_Текст для чтения_
Также весьма содержательна и оригинальна вторая часть монографии А.Б. Перзеке, где вырисовывается широкий контекст явных и скрытых интерпретаций мифа о Медном всаднике в литературе начала и первой трети ХХ в.
Среди особенно примечательных в исследовании выделяются размышления о поэме А. Блока «Двенадцать» как «определенном продолжении „Медного всадника" в другую эпоху» (С. 281). На фоне пушкинской поэмы раскрываются черты «блоковского революционного мифа» (С. 301), в сопоставительном ключе рассматривается лейтмотив бунта природной и социальной стихии, которая претерпевает метаморфозы, становясь властью («Невы державное теченье» и «державный шаг» двенадцати красногвардейцев). Интересны здесь суждения и об общем для двух поэтов мотиве женской жертвы в эпоху социальных сдвигов (Параша и Катька), и о том, что у Блока, как и в пушкинской поэме, возникает изображение «катастрофы в преломлении конкретных человеческих судеб» (С. 293). Вместе с тем несколько упрощенным выглядит утверждение, согласно которому у Пушкина и Блока категории стихии, власти укладываются в жесткую аксиологическую парадигму, и «стихия... деспотизм власти, утопичность внедряемых проектов... оказываются безусловным злом» (С. 301). Остается неясным, насколько подобная аксиология согласуется с основополагающей для «Двенадцати» символистской концепцией «очистительного варварства»?

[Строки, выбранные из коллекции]

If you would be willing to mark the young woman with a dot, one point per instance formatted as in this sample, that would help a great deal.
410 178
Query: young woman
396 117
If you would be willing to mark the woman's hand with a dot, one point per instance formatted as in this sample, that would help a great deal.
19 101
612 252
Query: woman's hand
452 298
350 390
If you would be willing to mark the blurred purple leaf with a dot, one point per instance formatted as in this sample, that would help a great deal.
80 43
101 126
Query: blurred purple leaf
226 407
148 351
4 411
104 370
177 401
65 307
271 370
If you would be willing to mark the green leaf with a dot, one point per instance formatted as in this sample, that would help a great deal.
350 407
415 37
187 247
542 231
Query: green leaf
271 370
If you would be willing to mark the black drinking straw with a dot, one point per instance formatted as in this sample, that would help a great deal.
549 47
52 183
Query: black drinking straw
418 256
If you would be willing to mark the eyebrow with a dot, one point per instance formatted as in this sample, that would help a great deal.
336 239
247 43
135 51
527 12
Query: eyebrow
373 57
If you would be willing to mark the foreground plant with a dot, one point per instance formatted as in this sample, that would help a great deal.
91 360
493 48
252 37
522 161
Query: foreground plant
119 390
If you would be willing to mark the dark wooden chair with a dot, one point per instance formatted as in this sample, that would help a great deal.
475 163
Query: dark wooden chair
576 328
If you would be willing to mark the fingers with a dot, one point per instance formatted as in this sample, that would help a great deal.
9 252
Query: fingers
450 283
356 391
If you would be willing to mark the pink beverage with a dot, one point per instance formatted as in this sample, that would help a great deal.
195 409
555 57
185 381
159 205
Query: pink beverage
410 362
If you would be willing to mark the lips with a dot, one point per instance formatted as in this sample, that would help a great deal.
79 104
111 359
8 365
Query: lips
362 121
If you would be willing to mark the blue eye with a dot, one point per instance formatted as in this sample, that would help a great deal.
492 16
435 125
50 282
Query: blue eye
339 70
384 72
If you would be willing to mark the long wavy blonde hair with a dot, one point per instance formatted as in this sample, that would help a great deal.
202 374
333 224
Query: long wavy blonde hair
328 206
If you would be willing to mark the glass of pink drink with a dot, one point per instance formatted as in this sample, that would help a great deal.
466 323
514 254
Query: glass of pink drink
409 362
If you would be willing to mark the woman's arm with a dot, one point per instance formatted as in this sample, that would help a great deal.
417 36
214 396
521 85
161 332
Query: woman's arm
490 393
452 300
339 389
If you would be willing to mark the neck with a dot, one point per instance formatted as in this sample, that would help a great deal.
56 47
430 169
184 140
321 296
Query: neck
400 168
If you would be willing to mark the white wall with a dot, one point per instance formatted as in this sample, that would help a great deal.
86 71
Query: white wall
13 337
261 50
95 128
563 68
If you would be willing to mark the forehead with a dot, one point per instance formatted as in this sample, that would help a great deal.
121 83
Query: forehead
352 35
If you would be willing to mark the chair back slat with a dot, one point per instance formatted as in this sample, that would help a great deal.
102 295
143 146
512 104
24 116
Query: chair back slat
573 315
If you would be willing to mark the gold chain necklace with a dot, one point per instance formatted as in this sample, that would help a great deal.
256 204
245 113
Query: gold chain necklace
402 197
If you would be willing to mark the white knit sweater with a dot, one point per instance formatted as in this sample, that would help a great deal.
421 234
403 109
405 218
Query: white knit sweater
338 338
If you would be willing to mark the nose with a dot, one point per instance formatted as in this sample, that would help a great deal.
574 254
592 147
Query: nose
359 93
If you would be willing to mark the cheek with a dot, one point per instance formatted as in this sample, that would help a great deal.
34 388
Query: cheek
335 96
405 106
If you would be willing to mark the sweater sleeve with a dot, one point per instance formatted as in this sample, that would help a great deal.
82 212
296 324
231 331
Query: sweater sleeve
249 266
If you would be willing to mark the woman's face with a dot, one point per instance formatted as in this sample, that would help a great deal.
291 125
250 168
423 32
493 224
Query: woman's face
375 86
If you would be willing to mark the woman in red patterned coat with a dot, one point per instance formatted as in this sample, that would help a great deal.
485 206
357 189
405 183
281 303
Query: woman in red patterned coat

_Что сделать_
a. Ответьте на вопросы по тексту о монографии А.Б. Перзеке:
(i) Какую поэму Блока автор монографии рассматривает как «определенное продолжение „Медного всадника" в другую эпоху»?
(ii) Какие два женских образа связаны в тексте с мотивом женской жертвы?
(iii) Какую символистскую концепцию текст называет основополагающей для «Двенадцати»?
b. Воспроизведите без изменений фрагмент текста о монографии, начиная со слов "Также весьма содержательна" и далее вплоть до слов "трети ХХ в.".

_Ответы по заданиям_
a.
(i) Поэму «Двенадцать».
(ii) Параша и Катька.
(iii) Концепцию «очистительного варварства».

b.
Также весьма содержательна и оригинальна вторая часть монографии А.Б. Перзеке, где вырисовывается широкий контекст явных и скрытых интерпретаций мифа о Медном всаднике в литературе начала и первой трети ХХ в.